Text under study –
»»

Freshness and Timeliness
Content in a news feed is expected to be “fresh” and timely. As a result, newer content ranks higher than older content, on average. The latest in news, finance or sports stories are important because these verticals tend to have stories that age quickly. The algorithms do recognize other topics tend to be more evergreen and allow this content to be older, recognizing that. Content with inaccurate published dates may be ranked lower.
Trends and Newsworthiness
On average, stories about trending topics, breaking news, and headline news are ranked more highly. The top positions in the feed are often reserved for the leading newsworthy news of the day.
Trends are observed by monitoring multiple external data sources, both public and proprietary. The system monitors what is trending on the internet at large, as well as what is trending on Microsoft canvasses and Bing search. These signals are combined and averaged to rate each content item on its potential to be trending: Items with more potential are ranked higher in the feed.
Stories from well-known national or global news publishers have a heavier weight, because consumers and publishers alike view them as more authoritative and trusted. However, stories from local or less well-known brands are also important components of personalized feeds and are often ranked highly due to other signals.
The algorithms do not yet consider authority by topic: for example, some publishers are more authoritative in the area of sports, while others specialize in politics. This is an area Microsoft expects to improve in future ranking updates.
Negative Signals and Clickbait
Some content generates clicks, but also generates dissatisfaction from users who perceive a headline to be misleading (not delivering the content the headline promised) or the story of lower quality: Examples include headlines that are misleading, exaggerate the story, or are overly shocking or emotional. Popularly known as clickbait, this content may be ranked lower based on user behavior that suggests dissatisfaction through actions such as high bounce rate.
Specific patterns include:
A headline that goes beyond a teaser, especially with the overuse of the adverb “this” (e.g., Never Drink This on a Plane).
A headline that misrepresents the actual story content and/or import, thereby failing to meet reader expectations. A broken promise may range from omitting an asset (such as a video referenced in the headline) or not addressing the key information at all.

««

Study questions –
1) In the text on news feed ranking, what does Microsoft say it expects to improve in future ranking updates?
2) Return the passage of the text on news feed ranking between "Stories from well-known" and "to other signals.", inclusive, with every word and punctuation mark unchanged.
3) Resume the text on news feed ranking after its final sentence, continuing in the same style.

Provided material –
»»

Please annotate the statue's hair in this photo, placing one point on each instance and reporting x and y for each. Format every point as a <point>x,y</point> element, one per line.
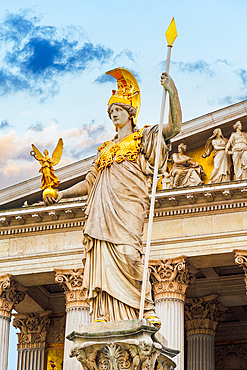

««

Results by task –
1) Consideration of publisher authority by topic.

2)
Stories from well-known national or global news publishers have a heavier weight, because consumers and publishers alike view them as more authoritative and trusted. However, stories from local or less well-known brands are also important components of personalized feeds and are often ranked highly due to other signals.

3)
With our continuing effort to improve product quality, we recently raised the bar for showing content which could drive discomfort to our audience. Your content may be affected if the title, body, or image is disgusting, or titillating. This includes topics like:
· Bodily functions (e.g., flatulence, excrement, urination, pimple popping)
· Sexually transmitted diseases
· Lewd encounters (e.g., meetings with sex workers, public sex, public nudity) where there is no broader societal relevance such as a political scandal.
· Stories about crimes that describe excessive detail (for instance, the specifics of a sexual act or a gruesome murder) that go beyond the bare facts.
· Titillating stories (e.g., sexual behaviors, adult sexual advice) which can be inappropriate to serve to all audiences.
· Sexual deviance and bestiality
· Animals having sex
· Decomposition (e.g., meat filled with maggots)
Depending on severity, such content may have limited exposure or removed accordingly, leading to an article-level impression decrease.
Celebrity Gossip: We are now limiting exposure of celebrity content focusing on (but not limited to) celebrity fights, sexualizing what celebrities are wearing, wardrobe malfunctions, day to day celebrity activities, relationship issues, etc. This content will still appear on Microsoft Start pages, however, will only be exposed to users who seek this type of content.
While engaging in nature, this type of content could have sensational titles that invite the user to click and read about a relatively minor event.